Les qualifications, point faible de Binder
Pendant ce temps, son coéquipier Binder n’était guère dans une position plus confortable, le Sud-Africain, qui abordait cette année sa deuxième saison en MotoGP, et qui découvrait bon nombre de nouveaux circuits dans la catégorie reine en 2020 après une première campagne au calendrier très restreint en termes de tracés visités, contexte sanitaire oblige.
Conséquence directe : celui-ci a bien souvent souffert en qualifications, peinant à intégrer ne serait-ce que le top 10 (il n’y a figuré qu’à quatre reprises en 18 Grands Prix le samedi). Fort heureusement, le numéro 33 a pu compter sur sa science de la course pour se refaire la cerise le dimanche, avec cette fois-ci 13 arrivées parmi les dix premiers.
Une belle régularité qui lui a permis de terminer à la sixième place du championnat, à la grande satisfaction de Leitner : « Nos deux pilotes ont alterné bons et mauvais résultats, mais au final Brad Binder a tout de même réussi à finir sixième du championnat, donc je pense que cela montre à quel point il était difficile pour tout le monde de maintenir un niveau de compétitivité constant tout au long de la saison », explique ainsi l’Autrichien.
« En ce qui concerne Brad, on peut dire qu’il s’est agi pour lui de sa première saison complète, car l’an dernier en raison du Covid il n’avait pas découvert beaucoup de tracés. Il a donc dû beaucoup apprendre cette année, et il s’en est plutôt bien sorti. Il n’a pas vraiment performé en qualifications, mais il s’est toujours très bien rattrapé en course. C’est donc l’axe de progression majeur pour nous le concernant. D’un autre côté, il a témoigné avoir beaucoup de cœur sur la moto, comme à Spielberg où il a pris la décision de rester en piste avec les pneus slicks alors que la pluie s’intensifiait, une décision risquée mais qui lui a permis de remporter la victoire. C’est donc un pilote très talentueux, mais il est encore jeune et il va par conséquent être intéressant de voir ce qu’il peut faire l’an prochain, car c’est vraiment un gros travailleur et nous sommes très satisfaits de lui. »
□ □ □ □
● SÉRIE D'EXERCICES
a - Traduisez en anglais cette phrase de l'extrait sur la saison de Binder : « Fort heureusement, le numéro 33 a pu compter sur sa science de la course pour se refaire la cerise le dimanche, avec cette fois-ci 13 arrivées parmi les dix premiers. »
b - Rédigez la suite de l'extrait sur la saison de Binder, en reprenant après sa dernière phrase.

● DONNÉES FOURNIES
□ □ □ □
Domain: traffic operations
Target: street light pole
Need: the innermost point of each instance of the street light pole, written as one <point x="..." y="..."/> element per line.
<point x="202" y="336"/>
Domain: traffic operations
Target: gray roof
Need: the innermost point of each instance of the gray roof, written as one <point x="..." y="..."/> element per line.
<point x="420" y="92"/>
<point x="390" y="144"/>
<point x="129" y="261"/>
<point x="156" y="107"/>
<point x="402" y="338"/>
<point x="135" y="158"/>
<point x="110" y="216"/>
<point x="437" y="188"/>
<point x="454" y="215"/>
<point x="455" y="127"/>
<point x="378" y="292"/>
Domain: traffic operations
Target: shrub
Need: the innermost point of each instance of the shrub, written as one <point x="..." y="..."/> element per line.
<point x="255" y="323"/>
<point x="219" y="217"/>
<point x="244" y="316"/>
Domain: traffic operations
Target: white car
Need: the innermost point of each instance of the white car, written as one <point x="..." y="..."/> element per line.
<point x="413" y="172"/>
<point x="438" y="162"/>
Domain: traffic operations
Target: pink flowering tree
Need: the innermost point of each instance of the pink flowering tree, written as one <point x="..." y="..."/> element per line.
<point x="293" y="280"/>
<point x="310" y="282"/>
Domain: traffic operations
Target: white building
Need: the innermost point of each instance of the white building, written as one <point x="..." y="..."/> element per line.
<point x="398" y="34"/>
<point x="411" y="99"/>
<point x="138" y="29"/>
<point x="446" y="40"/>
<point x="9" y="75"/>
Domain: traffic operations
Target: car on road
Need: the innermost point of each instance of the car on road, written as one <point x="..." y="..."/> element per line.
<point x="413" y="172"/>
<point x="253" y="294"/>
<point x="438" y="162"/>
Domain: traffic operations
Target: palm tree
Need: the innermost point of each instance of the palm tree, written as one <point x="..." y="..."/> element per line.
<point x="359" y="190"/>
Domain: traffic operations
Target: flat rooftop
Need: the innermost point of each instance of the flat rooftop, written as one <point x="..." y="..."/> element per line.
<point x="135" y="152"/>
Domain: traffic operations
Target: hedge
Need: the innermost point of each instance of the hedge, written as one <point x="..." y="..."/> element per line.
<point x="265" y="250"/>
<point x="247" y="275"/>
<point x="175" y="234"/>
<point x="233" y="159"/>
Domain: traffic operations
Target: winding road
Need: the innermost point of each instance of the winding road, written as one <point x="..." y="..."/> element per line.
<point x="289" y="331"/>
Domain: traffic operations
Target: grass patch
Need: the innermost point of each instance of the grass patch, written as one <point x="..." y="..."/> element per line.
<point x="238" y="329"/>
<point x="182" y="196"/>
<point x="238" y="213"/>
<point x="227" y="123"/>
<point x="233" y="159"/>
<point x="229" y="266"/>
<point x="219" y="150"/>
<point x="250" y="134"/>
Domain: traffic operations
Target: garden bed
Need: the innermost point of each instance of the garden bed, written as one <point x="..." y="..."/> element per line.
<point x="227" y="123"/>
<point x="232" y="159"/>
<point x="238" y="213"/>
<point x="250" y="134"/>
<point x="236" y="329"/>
□ □ □ □
● RÉPONSES PAR EXERCICE
a - Fortunately, number 33 was able to rely on his racecraft to make up for it on Sundays, this time with 13 top-ten finishes.

b -
« Brad a témoigné avoir beaucoup de cœur sur la moto »
Des perspectives prometteuses pour 2022
Au final, KTM n’a donc pas pu faire mieux que quatrième du championnat des constructeurs, à neuf points seulement de Honda, une autre équipe qui n’a pas été épargnée par les blessures et les coups du sort cette saison. Mais avec un Binder plus expérimenté, un Oliveira enfin rétabli en 2022, une nouvelle organisation et de nouveaux modes opératoires pour le développement de son futur prototype, il fait peu de doutes que l’équipe autrichienne aura les armes nécessaires pour franchir un nouveau cap la saison prochaine, et afficher ainsi une bien meilleure régularité.
« Dans l’ensemble je dirais que nous devons progresser dans notre capacité à extraire le plein potentiel de notre moto », reprend Leitner. « C’est d’autant plus capital que nous avons bien vu cette saison que lorsque nous étions en mesure de faire cela, nous pouvions largement viser des podiums et des victoires. » La concurrence est prévenue.